→ **Collection entries**:
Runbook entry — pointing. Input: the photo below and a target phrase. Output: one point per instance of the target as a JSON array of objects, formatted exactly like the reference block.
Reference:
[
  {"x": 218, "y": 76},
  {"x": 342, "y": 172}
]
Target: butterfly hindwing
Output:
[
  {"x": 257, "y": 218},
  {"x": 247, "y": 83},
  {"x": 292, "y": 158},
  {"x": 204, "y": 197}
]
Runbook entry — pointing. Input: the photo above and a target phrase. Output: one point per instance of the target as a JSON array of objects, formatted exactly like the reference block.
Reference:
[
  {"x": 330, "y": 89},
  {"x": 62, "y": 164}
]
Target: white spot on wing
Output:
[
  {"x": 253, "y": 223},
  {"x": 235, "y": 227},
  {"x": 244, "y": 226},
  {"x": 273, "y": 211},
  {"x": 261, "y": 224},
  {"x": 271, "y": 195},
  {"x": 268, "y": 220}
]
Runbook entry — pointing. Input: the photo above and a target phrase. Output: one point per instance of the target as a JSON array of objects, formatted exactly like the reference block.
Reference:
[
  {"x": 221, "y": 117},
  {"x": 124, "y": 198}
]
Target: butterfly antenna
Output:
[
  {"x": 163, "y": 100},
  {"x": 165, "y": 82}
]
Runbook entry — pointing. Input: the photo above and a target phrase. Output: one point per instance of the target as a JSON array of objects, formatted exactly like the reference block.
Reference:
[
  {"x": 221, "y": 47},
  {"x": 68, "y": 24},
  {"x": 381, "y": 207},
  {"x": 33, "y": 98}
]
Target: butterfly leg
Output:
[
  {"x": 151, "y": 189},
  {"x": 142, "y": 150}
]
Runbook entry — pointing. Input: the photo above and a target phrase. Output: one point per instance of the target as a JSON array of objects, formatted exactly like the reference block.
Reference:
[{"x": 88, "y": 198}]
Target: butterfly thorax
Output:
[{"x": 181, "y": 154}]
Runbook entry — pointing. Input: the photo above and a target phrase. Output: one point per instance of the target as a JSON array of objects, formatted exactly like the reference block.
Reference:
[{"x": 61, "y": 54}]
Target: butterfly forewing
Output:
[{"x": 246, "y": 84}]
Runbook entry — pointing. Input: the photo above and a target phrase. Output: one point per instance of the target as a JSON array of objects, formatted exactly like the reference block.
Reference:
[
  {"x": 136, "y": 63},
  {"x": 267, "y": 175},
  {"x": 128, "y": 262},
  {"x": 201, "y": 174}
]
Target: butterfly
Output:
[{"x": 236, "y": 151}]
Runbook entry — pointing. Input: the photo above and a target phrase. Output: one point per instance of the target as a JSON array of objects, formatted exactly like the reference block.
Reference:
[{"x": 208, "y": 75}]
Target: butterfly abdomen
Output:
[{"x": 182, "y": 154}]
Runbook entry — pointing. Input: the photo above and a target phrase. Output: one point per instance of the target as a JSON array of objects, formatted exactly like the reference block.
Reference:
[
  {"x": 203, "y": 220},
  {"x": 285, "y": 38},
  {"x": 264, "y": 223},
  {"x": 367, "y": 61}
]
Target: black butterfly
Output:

→ **Problem requirements**: Write each line of the data down again exactly as it reads.

→ **Response area**:
Runbook entry — pointing. Input: the photo below and a target phrase. Output: one point per instance of the target as a JSON array of objects, formatted exactly like the reference block.
Reference:
[
  {"x": 218, "y": 76},
  {"x": 342, "y": 172}
]
Target: butterfly hindwing
Output:
[
  {"x": 257, "y": 218},
  {"x": 247, "y": 83},
  {"x": 292, "y": 158},
  {"x": 204, "y": 197}
]
Runbook entry — pointing. Input: the photo above and a target phrase. Output: one point per instance of the target as a JSON array of objects, formatted exactly like the reference block.
Reference:
[
  {"x": 330, "y": 89},
  {"x": 62, "y": 164}
]
Target: white spot on wing
Output:
[
  {"x": 253, "y": 223},
  {"x": 235, "y": 227},
  {"x": 244, "y": 226},
  {"x": 273, "y": 211},
  {"x": 261, "y": 224},
  {"x": 271, "y": 195},
  {"x": 268, "y": 220}
]
Runbook entry — pointing. Input: the photo above and a target phrase. Output: one point per instance of the target as a JSON array of objects, formatted exactly like the reference block.
Reference:
[
  {"x": 221, "y": 117},
  {"x": 124, "y": 198}
]
Target: butterfly antenna
Output:
[
  {"x": 163, "y": 100},
  {"x": 165, "y": 82}
]
Runbook entry — pointing. Input: the photo above and a target phrase. Output: one point per instance of the target as a JSON array of objects, formatted exactly like the reference block.
Reference:
[
  {"x": 221, "y": 47},
  {"x": 68, "y": 24},
  {"x": 381, "y": 207},
  {"x": 33, "y": 98}
]
Target: butterfly leg
Output:
[
  {"x": 151, "y": 189},
  {"x": 142, "y": 150}
]
Runbook entry — pointing. Input: the photo above and a target phrase. Output: one point per instance of the target as a JSON array of objects, formatted exactly like the reference block.
Reference:
[{"x": 88, "y": 198}]
Target: butterfly thorax
Output:
[{"x": 181, "y": 154}]
Runbook entry — pointing. Input: the photo above and a target phrase. Output: one point per instance of the target as a JSON array of objects, formatted exactly like the reference block.
Reference:
[{"x": 61, "y": 54}]
Target: butterfly forewing
Output:
[{"x": 246, "y": 84}]
Runbook entry — pointing. Input: the photo above and a target phrase. Output: one point per instance of the target as a JSON array of objects, formatted exactly like the reference block.
Reference:
[
  {"x": 136, "y": 63},
  {"x": 267, "y": 175},
  {"x": 128, "y": 262},
  {"x": 201, "y": 174}
]
Target: butterfly
Output:
[{"x": 236, "y": 151}]
Runbook entry — pointing. Input: the photo above and a target phrase. Output: one point per instance of the target as a JSON array of objects, formatted exactly like the reference block.
Reference:
[{"x": 208, "y": 75}]
Target: butterfly abdomen
Output:
[{"x": 182, "y": 154}]
Runbook entry — pointing. Input: the photo above and a target phrase. Output: one point per instance of the target as a JSON array of objects, formatted exactly like the reference block.
Reference:
[
  {"x": 203, "y": 220},
  {"x": 285, "y": 38},
  {"x": 264, "y": 223},
  {"x": 367, "y": 61}
]
Target: black butterfly
Output:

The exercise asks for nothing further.